Referring expression data ->
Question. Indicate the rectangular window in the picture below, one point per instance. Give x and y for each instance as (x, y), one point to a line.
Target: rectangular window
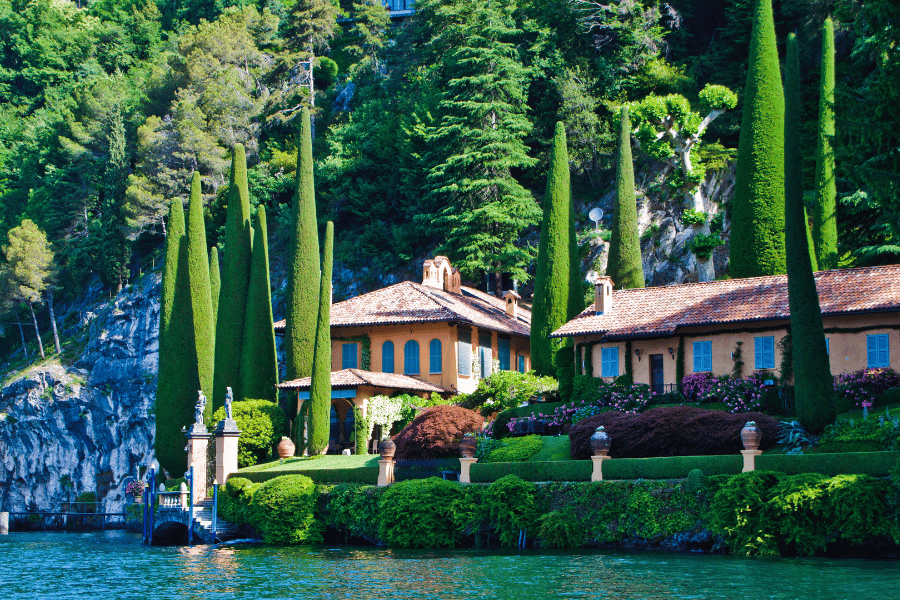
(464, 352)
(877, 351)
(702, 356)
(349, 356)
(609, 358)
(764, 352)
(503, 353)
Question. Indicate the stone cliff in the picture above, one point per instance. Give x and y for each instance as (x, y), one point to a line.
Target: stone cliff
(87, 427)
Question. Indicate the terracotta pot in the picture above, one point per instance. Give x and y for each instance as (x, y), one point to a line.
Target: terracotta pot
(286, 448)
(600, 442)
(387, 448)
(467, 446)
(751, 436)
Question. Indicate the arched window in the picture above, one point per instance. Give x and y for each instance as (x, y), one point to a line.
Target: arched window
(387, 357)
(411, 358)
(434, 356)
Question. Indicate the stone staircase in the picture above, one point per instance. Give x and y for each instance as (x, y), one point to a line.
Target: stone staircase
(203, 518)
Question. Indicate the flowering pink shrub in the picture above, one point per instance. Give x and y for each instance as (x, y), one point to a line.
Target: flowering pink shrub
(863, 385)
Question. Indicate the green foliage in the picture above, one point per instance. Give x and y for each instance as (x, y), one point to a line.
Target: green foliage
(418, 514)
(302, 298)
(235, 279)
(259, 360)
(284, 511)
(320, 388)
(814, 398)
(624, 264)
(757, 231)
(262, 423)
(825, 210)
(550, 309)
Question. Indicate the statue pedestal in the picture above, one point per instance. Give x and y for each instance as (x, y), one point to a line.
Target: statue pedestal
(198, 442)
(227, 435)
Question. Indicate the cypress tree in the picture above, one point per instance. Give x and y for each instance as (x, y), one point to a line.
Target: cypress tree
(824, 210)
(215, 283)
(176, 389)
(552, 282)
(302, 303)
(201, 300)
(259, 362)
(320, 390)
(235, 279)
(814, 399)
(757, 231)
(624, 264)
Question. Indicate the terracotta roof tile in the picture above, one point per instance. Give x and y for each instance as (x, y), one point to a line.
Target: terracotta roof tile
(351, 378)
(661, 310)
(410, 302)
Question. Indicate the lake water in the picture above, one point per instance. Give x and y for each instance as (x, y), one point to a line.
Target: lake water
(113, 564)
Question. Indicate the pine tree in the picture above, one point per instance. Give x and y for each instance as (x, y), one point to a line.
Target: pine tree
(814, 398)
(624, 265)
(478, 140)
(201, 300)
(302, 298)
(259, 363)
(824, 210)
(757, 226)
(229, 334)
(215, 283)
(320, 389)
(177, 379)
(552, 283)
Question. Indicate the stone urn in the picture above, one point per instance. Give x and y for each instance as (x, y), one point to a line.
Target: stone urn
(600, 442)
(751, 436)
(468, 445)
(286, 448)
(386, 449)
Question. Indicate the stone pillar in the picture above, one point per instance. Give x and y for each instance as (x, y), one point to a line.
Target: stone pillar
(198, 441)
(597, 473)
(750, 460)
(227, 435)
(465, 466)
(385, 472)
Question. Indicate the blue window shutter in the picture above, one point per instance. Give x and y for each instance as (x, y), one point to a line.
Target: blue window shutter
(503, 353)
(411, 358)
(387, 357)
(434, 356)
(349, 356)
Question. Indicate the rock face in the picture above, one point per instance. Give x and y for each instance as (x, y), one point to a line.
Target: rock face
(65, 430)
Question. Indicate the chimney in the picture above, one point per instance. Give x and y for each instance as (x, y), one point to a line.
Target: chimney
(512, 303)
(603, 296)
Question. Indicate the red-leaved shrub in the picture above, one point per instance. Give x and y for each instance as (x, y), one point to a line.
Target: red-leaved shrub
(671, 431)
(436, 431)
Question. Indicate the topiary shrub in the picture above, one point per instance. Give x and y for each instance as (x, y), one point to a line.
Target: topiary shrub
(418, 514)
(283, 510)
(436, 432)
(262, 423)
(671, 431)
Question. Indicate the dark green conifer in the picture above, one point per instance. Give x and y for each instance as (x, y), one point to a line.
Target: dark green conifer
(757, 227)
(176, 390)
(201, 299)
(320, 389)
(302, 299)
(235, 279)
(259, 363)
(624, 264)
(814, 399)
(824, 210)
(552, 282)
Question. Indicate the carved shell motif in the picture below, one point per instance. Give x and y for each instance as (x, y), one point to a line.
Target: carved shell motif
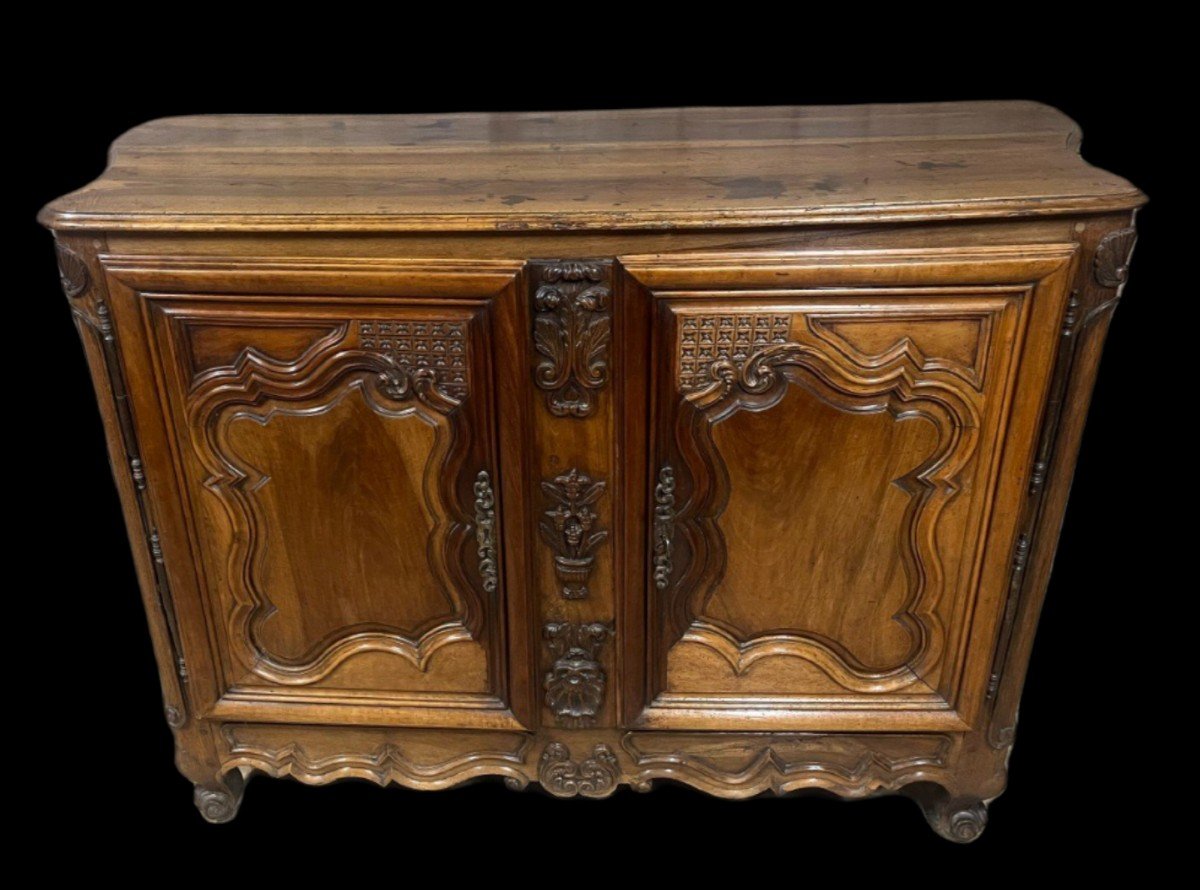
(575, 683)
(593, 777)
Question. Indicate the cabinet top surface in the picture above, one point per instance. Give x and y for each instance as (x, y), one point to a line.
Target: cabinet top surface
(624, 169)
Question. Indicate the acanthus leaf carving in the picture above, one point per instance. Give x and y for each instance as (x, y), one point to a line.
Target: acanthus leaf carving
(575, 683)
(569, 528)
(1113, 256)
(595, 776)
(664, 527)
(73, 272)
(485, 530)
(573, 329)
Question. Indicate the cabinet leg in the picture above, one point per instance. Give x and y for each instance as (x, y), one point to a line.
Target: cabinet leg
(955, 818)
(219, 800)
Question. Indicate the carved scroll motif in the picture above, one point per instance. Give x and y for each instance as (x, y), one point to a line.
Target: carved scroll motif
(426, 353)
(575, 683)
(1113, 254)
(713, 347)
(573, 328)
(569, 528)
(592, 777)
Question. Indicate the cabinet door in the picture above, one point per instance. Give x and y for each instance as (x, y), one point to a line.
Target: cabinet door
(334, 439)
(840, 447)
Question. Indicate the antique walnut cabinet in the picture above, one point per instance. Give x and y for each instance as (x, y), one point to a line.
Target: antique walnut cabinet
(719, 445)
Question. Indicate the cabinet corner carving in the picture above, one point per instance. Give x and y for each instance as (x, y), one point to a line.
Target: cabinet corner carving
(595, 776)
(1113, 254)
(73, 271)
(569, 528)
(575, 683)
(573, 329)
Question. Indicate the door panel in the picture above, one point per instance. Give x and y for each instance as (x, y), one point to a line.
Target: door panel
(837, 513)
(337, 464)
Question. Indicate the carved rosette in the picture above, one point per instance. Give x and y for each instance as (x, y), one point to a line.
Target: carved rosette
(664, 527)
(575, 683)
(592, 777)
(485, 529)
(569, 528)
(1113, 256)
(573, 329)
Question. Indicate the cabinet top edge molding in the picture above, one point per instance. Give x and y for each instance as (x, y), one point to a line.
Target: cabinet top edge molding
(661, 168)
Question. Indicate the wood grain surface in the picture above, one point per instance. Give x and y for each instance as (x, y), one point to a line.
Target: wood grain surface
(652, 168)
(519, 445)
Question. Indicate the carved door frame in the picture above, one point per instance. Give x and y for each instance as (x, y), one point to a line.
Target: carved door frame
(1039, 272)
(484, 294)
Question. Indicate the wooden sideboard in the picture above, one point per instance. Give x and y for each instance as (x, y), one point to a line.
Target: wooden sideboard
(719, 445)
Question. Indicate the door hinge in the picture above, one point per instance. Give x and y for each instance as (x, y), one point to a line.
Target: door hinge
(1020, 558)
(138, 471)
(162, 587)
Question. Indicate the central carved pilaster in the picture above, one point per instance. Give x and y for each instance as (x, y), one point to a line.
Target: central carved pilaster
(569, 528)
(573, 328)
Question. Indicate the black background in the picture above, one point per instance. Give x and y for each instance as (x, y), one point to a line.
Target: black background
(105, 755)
* * *
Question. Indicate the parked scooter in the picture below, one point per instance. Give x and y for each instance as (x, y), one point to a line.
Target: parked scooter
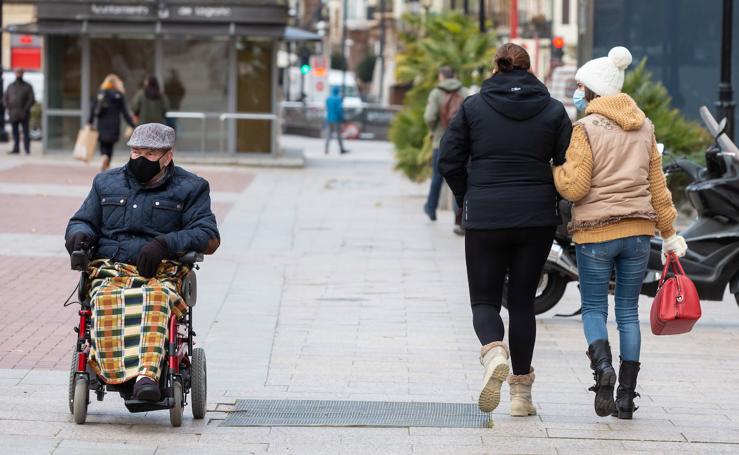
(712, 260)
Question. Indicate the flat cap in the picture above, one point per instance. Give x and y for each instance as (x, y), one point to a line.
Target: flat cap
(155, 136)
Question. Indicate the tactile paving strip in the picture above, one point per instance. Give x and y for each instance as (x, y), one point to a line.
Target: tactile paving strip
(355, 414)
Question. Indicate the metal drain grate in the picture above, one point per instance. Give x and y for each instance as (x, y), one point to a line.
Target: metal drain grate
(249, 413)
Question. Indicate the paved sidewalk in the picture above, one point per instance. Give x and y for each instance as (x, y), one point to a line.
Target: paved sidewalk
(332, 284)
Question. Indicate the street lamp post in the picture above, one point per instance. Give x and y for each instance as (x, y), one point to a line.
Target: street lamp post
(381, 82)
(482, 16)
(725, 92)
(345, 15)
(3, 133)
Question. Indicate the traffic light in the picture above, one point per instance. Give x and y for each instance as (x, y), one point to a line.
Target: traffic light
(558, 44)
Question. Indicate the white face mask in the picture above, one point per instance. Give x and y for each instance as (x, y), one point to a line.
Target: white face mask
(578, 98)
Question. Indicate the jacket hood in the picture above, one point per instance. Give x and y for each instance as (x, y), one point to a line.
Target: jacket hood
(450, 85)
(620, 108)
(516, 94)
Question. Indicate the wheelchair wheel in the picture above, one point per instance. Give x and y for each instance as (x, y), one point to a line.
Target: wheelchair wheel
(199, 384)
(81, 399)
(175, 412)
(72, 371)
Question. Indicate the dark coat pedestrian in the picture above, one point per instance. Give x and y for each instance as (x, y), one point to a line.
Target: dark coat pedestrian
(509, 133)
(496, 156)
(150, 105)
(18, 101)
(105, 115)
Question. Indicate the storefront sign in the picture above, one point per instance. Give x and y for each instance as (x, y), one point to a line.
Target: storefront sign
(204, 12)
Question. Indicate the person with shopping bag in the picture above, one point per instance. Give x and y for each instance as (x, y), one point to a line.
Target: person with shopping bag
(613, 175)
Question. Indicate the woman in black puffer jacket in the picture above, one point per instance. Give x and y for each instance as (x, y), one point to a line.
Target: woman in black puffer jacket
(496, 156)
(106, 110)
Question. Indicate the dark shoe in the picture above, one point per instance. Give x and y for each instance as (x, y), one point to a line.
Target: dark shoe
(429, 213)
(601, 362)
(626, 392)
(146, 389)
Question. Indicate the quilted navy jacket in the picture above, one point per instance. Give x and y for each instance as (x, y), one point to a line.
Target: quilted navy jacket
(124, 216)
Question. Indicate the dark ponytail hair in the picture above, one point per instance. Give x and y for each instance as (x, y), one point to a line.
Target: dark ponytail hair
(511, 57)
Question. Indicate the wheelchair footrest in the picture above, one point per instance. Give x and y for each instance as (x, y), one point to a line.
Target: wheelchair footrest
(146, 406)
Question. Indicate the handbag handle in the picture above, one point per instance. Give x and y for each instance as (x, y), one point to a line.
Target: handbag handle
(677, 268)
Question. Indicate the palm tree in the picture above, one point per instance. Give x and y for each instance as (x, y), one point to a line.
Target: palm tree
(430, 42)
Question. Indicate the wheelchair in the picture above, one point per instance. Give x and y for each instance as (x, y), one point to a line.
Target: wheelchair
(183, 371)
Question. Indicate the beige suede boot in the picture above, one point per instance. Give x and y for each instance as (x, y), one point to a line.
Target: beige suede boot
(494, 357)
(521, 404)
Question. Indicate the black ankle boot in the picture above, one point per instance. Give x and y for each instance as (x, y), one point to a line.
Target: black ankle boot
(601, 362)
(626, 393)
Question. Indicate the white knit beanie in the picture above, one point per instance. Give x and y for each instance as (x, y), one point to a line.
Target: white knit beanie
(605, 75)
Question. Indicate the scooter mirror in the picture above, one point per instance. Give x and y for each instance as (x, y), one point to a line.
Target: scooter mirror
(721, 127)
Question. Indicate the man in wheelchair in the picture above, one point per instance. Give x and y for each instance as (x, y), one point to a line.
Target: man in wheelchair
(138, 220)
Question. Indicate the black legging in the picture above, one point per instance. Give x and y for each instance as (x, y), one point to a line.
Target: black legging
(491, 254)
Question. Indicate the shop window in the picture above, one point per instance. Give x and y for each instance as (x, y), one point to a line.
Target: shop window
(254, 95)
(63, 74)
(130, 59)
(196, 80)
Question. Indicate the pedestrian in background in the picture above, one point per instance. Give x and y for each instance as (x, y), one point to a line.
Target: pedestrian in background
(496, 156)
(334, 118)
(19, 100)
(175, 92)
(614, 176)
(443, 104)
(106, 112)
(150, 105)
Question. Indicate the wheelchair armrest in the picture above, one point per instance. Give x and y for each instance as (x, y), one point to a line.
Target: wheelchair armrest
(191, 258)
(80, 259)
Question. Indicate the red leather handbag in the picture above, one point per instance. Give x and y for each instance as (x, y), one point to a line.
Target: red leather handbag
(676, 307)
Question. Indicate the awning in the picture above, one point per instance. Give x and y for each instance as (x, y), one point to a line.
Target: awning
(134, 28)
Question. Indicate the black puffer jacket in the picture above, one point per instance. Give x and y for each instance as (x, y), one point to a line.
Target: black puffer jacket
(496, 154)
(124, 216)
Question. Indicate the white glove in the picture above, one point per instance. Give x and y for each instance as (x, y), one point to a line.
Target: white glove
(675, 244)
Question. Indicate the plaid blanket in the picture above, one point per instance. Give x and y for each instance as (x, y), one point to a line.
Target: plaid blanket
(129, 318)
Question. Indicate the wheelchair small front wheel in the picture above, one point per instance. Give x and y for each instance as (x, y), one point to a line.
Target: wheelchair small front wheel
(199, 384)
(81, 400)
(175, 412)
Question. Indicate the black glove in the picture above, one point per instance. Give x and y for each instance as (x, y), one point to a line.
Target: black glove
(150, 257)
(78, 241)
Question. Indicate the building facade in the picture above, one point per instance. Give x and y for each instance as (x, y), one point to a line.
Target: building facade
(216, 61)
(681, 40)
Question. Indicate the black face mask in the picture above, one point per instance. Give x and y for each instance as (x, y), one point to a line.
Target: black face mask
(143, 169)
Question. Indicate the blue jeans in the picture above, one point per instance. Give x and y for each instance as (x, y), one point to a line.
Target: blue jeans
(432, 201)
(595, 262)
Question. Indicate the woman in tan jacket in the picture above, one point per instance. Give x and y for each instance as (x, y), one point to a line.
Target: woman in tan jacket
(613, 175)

Exercise -> From the data above, report how many lines hold the word "below", answering with the number by itself.

Your response -> 3